## START
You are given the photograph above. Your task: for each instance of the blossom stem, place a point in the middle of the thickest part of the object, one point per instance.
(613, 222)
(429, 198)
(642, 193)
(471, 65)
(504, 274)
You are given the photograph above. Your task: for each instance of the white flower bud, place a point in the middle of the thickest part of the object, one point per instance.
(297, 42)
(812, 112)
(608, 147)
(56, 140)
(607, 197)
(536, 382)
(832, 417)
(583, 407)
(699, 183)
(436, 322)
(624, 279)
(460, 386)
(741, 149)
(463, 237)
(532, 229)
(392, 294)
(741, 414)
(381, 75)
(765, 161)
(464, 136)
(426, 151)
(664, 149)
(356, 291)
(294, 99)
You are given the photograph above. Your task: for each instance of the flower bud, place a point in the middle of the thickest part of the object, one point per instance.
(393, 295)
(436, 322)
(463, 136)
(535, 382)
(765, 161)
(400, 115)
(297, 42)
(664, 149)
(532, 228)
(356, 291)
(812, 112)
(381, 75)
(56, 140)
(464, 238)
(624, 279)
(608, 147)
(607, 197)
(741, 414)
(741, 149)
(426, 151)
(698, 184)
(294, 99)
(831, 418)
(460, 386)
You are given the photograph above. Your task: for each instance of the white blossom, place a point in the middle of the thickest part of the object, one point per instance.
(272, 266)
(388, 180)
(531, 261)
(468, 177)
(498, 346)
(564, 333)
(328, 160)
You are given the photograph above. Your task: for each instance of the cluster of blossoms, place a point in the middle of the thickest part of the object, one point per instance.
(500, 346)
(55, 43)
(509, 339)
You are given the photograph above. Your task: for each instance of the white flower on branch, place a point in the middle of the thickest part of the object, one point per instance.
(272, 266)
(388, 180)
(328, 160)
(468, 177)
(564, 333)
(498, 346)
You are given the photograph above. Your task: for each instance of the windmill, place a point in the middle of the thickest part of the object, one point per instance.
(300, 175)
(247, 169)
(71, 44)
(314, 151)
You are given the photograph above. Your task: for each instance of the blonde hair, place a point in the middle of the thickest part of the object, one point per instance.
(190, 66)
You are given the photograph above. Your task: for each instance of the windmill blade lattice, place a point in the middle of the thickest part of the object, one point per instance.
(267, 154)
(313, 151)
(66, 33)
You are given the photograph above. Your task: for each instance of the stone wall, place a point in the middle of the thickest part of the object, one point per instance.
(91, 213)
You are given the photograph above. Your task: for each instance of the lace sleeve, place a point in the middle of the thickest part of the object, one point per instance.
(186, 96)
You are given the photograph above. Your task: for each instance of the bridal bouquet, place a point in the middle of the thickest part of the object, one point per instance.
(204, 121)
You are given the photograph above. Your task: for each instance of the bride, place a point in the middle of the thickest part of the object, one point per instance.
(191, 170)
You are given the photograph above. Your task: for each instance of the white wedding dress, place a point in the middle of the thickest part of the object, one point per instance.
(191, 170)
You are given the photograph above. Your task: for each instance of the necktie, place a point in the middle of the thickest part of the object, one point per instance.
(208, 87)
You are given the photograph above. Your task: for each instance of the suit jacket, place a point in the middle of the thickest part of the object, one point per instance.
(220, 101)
## END
● **Task details**: Print every entry exactly as written.

● **Task result**:
You are given the photograph above. Your task: for each instance of the blossom stem, place a point in the middle of the thickest part of the object, one point per instance.
(613, 222)
(429, 198)
(642, 193)
(471, 65)
(504, 274)
You are given the photograph above. Your task: for each instance of the white flower bud, place a point in the middle of the thickest part of the object, one point per instance.
(297, 42)
(812, 112)
(608, 147)
(56, 140)
(607, 197)
(536, 382)
(832, 417)
(583, 407)
(699, 183)
(436, 322)
(624, 279)
(460, 386)
(741, 149)
(463, 237)
(532, 229)
(392, 294)
(741, 414)
(381, 75)
(765, 161)
(464, 136)
(426, 151)
(664, 149)
(356, 291)
(294, 99)
You are given the photograph above. Your task: for each instance of the flower bud, place a point in the middle of the thickest part of the object, one point per instance.
(393, 295)
(436, 322)
(463, 136)
(535, 382)
(765, 161)
(400, 115)
(297, 42)
(664, 149)
(532, 228)
(356, 291)
(812, 112)
(381, 75)
(56, 140)
(464, 238)
(624, 279)
(608, 147)
(607, 197)
(741, 414)
(741, 149)
(426, 151)
(698, 184)
(294, 99)
(831, 418)
(460, 386)
You are given the photograph above. Your task: for each instance of the white blossom, place a point in the middle of the thickest part of the object, one point per instance.
(272, 266)
(388, 180)
(531, 261)
(468, 177)
(498, 346)
(564, 333)
(328, 160)
You are given the photograph above. Your task: for each instance of the cluster of blossoms, place a point in the middle of the thickest part of the object, one point per instance.
(500, 346)
(55, 43)
(509, 339)
You are given the photograph above. Your task: for each instance of the white flower on branch, place a point in the middle of the thickest part of the object, one point per instance.
(272, 266)
(388, 180)
(328, 160)
(468, 177)
(564, 333)
(498, 346)
You are given the photograph above. Your task: for each instance of the windmill, place a point in the middle of the thickest part of the object, one point per instance.
(300, 175)
(247, 169)
(71, 44)
(314, 151)
You are given the photograph above. Your task: for each instance of the blonde hair, place a point in the middle of the thickest part of the object, one point per instance.
(190, 66)
You are given the photograph above. Your task: for each instance of the windmill blade lattice, place a point in the middle of the thickest part of the object, one point per instance.
(267, 154)
(313, 151)
(66, 33)
You are given the photograph above. Your task: for each instance of the stone wall, place a point in the middle of the thickest part of the object, one point per instance.
(91, 213)
You are given the photograph above. Your task: for each instance of the lace sleeve, place a point in the middle of the thickest part of the object, one point per instance.
(186, 96)
You are given the photograph above. Your task: for each instance of the bridal bouquet, place a point in the middle of the thickest part of the object, one point per instance.
(204, 121)
You are given the photograph above. Your task: for each instance of the bride, place a point in the middle of the thickest part of the object, one point per instance.
(191, 170)
You are given the photograph above. Your task: for each instance of the white wedding dress, place a point in the middle of the thickest part of the object, one point per instance.
(191, 170)
You are given the photograph above. Your task: for each instance of the necktie, place a point in the middle of the thickest part of the object, one point per instance.
(208, 87)
You are given the photograph above. Your task: for each instance of the suit jacket, place a point in the middle of the thickest part of the object, one point per instance.
(220, 101)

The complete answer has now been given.